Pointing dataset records
◇ ◇ ◇ ◇
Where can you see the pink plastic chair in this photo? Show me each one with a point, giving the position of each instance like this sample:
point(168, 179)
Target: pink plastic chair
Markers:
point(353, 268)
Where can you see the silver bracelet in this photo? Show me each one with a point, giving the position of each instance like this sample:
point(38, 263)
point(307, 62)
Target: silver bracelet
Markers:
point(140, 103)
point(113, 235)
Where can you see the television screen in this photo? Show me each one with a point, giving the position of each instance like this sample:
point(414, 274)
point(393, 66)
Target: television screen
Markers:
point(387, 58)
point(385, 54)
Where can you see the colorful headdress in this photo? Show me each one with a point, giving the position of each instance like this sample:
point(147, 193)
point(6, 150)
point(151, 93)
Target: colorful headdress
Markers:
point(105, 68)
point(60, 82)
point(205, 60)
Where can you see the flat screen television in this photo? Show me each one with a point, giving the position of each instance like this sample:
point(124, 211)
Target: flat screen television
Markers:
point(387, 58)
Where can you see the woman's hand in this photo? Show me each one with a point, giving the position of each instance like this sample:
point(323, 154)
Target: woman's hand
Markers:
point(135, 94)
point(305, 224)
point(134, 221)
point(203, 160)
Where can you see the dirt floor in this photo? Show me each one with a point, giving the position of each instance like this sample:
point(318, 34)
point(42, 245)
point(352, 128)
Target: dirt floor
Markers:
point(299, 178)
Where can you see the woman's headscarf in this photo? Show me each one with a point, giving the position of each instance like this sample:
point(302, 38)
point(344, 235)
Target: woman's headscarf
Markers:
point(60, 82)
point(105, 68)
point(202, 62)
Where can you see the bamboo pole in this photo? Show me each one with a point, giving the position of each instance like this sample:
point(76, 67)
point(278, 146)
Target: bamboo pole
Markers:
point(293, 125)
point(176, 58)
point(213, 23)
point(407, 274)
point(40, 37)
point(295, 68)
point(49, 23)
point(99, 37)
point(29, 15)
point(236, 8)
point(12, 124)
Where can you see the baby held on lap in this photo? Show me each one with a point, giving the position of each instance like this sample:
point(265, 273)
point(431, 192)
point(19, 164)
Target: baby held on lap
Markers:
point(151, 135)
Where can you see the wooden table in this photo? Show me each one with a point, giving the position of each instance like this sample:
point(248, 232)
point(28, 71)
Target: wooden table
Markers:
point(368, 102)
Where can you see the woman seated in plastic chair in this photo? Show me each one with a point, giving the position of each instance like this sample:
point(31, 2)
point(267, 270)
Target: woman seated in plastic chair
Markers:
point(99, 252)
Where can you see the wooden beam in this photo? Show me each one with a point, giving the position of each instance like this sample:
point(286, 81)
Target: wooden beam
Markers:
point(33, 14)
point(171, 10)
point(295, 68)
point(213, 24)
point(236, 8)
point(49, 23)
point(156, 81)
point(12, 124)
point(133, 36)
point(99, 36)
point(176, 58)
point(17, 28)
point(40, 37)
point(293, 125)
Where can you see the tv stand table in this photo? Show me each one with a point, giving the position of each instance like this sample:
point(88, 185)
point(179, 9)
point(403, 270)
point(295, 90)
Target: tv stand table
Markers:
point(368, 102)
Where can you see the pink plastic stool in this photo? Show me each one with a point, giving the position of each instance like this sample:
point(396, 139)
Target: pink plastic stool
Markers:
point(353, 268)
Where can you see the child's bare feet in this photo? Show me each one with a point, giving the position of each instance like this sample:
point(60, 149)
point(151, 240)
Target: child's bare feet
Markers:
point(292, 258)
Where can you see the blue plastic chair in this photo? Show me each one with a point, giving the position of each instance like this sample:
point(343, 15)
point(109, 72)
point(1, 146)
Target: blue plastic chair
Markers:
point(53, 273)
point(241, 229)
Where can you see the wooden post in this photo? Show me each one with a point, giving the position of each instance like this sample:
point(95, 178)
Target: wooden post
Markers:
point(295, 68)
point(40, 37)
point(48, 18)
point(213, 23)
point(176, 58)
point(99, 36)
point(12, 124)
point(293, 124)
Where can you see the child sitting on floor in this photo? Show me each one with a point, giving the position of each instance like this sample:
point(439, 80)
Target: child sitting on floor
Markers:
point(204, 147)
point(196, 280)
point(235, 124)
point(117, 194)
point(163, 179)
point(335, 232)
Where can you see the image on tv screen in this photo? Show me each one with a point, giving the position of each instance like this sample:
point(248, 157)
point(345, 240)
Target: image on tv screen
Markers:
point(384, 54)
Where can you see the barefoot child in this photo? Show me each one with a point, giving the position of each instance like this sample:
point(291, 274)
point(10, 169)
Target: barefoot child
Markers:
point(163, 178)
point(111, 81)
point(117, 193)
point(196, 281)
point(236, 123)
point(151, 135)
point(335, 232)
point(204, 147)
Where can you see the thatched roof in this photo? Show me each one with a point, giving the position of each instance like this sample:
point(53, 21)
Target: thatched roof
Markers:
◇ ◇ ◇ ◇
Short exercise — Write out all of the data above again, replacing every "Markers:" with "Points:" and leaving everything else unchanged.

Task output —
Where can you see the pink plastic chair in this photo? Show me each one with a point, giving the position of each instance like this sample:
point(168, 179)
Target: pink plastic chair
Points:
point(353, 268)
Where can you see the silver bracelet in this photo? Show me each one with a point, giving the position of each instance like this sample:
point(38, 263)
point(307, 62)
Target: silver bracelet
Points:
point(140, 103)
point(113, 235)
Where can you see the television screen in this photo? Show me each one with a point, giving the position of each instance like this sample:
point(414, 274)
point(393, 66)
Target: television screen
Points:
point(387, 58)
point(385, 54)
Where can you see the colorful headdress in this photo? Show me each one with a point, giving the position of each instance like this sample:
point(147, 193)
point(6, 150)
point(151, 93)
Target: colorful headdress
Points:
point(105, 68)
point(60, 82)
point(205, 60)
Where can you see the flat screen television in this photo? Show me each one with a point, giving the position of each instance like this sample:
point(124, 211)
Target: flat screen television
Points:
point(387, 58)
Where can you see the woman's hand in this photo? Show me each one with a point, giving the position of each instance like this sample:
point(323, 154)
Target: woman's hand
Points:
point(135, 94)
point(305, 224)
point(134, 221)
point(203, 160)
Where can you see the dirt floor in this photo? Show me each one with a point, giving the position of each instance like this sample:
point(318, 34)
point(42, 245)
point(352, 128)
Target: dirt floor
Points:
point(299, 178)
Where can you see the woman's headscarf in this photo? Show me each one with a point, giving the position of each instance like this sample:
point(302, 38)
point(344, 235)
Target: woman's headscarf
Points:
point(60, 82)
point(105, 68)
point(202, 62)
Where can you see the bamboo pole in this photo? Show me each one with a point, giving the position of each instance like this sample:
point(76, 67)
point(278, 146)
Target: bamboo pole
Points:
point(293, 125)
point(176, 58)
point(213, 23)
point(407, 274)
point(40, 37)
point(295, 68)
point(49, 23)
point(99, 37)
point(29, 15)
point(236, 8)
point(12, 124)
Where can you see the baby held on lap in this photo? Show me each one with a point, giving the position of each instance like this sample:
point(265, 273)
point(431, 192)
point(19, 164)
Target: baby held on lap
Points:
point(151, 135)
Where can you see the wooden table in this photo? Show me each one with a point, giving the position of each instance like this sample:
point(248, 232)
point(28, 71)
Target: wooden table
Points:
point(368, 102)
Where can you see the woman seated in plastic chair in this photo? Show me each one with a point, giving the position of each instance like this sample:
point(31, 2)
point(267, 270)
Target: woman seated in plastic chair
Points:
point(99, 252)
Where can you see the wooden beam in this photo? Show me each one with a point, giving the position of each instance like this sample:
point(286, 81)
Target: wooden beam
Points:
point(33, 14)
point(171, 10)
point(295, 68)
point(213, 24)
point(236, 8)
point(49, 23)
point(156, 81)
point(12, 124)
point(133, 36)
point(99, 36)
point(176, 58)
point(17, 28)
point(40, 37)
point(293, 125)
Where can you see the tv stand table in this photo? Show me each one with a point, giving the position of each instance like this sample:
point(88, 185)
point(179, 9)
point(403, 270)
point(295, 90)
Target: tv stand table
Points:
point(368, 102)
Where can you see the pink plastic stool in this photo? Show me each one with a point, giving the position of each instance like this sample:
point(396, 139)
Target: pink plastic stool
Points:
point(353, 268)
Where can you see the child's bare feet in this photo? Show me each one with a point, giving the position of each instance like this sample:
point(60, 149)
point(151, 240)
Target: child's bare feet
Points:
point(292, 258)
Where can you see the blue plastic chair in this photo? Show me each one with a point, giving the position of each instance like this sample:
point(343, 15)
point(109, 72)
point(1, 146)
Target: blue plastic chair
Points:
point(53, 273)
point(241, 229)
Where can you see the wooden post in this photo? Show me each one with a point, giving the position of each instance like this sample:
point(95, 178)
Target: wooden post
Points:
point(295, 68)
point(40, 37)
point(48, 18)
point(213, 23)
point(176, 58)
point(99, 36)
point(12, 124)
point(293, 124)
Where can you see the child sitting on floor in this photo? Show me each one with a point, giving the position of each instance like this sample:
point(439, 80)
Target: child sitting on floor
Points:
point(204, 147)
point(196, 280)
point(235, 124)
point(117, 194)
point(163, 179)
point(335, 232)
Where can you see the image on tv screen in this photo? Show me each one with a point, giving the position of each instance like this sample:
point(248, 157)
point(345, 240)
Target: image on tv screen
Points:
point(384, 54)
Where can you see the barefoot child in this photo? Show me each one with a point, giving the position of each instance like this sample:
point(291, 274)
point(10, 169)
Target: barefoot child
Points:
point(163, 178)
point(111, 81)
point(117, 193)
point(196, 281)
point(236, 123)
point(151, 135)
point(335, 232)
point(204, 147)
Where can you see the thatched roof in this photo? Show me each one with a point, giving the position of each instance like this sample:
point(53, 21)
Target: thatched roof
Points:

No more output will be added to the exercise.